◆ **Instructions for the task**
Your task is to transcribe the records exactly, skipping every image.

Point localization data

▼▼▼

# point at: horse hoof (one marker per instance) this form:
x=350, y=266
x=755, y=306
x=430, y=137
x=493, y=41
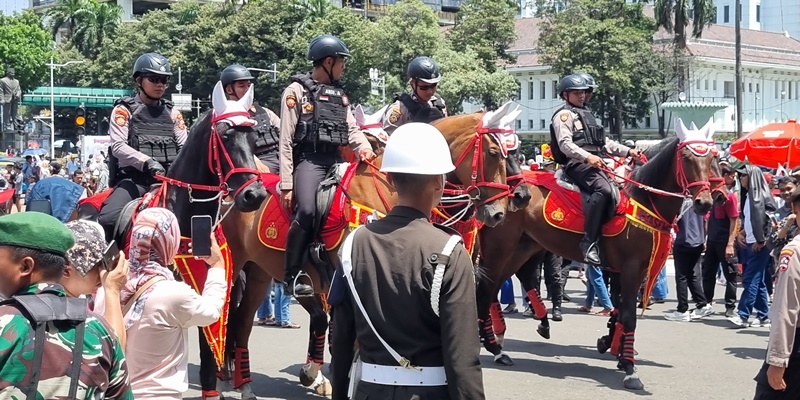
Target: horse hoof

▲▲▲

◆ **Solution to this exercise**
# point at: horse hoof (one marker per instance) this form:
x=350, y=266
x=755, y=306
x=430, y=137
x=493, y=41
Target: horse hoof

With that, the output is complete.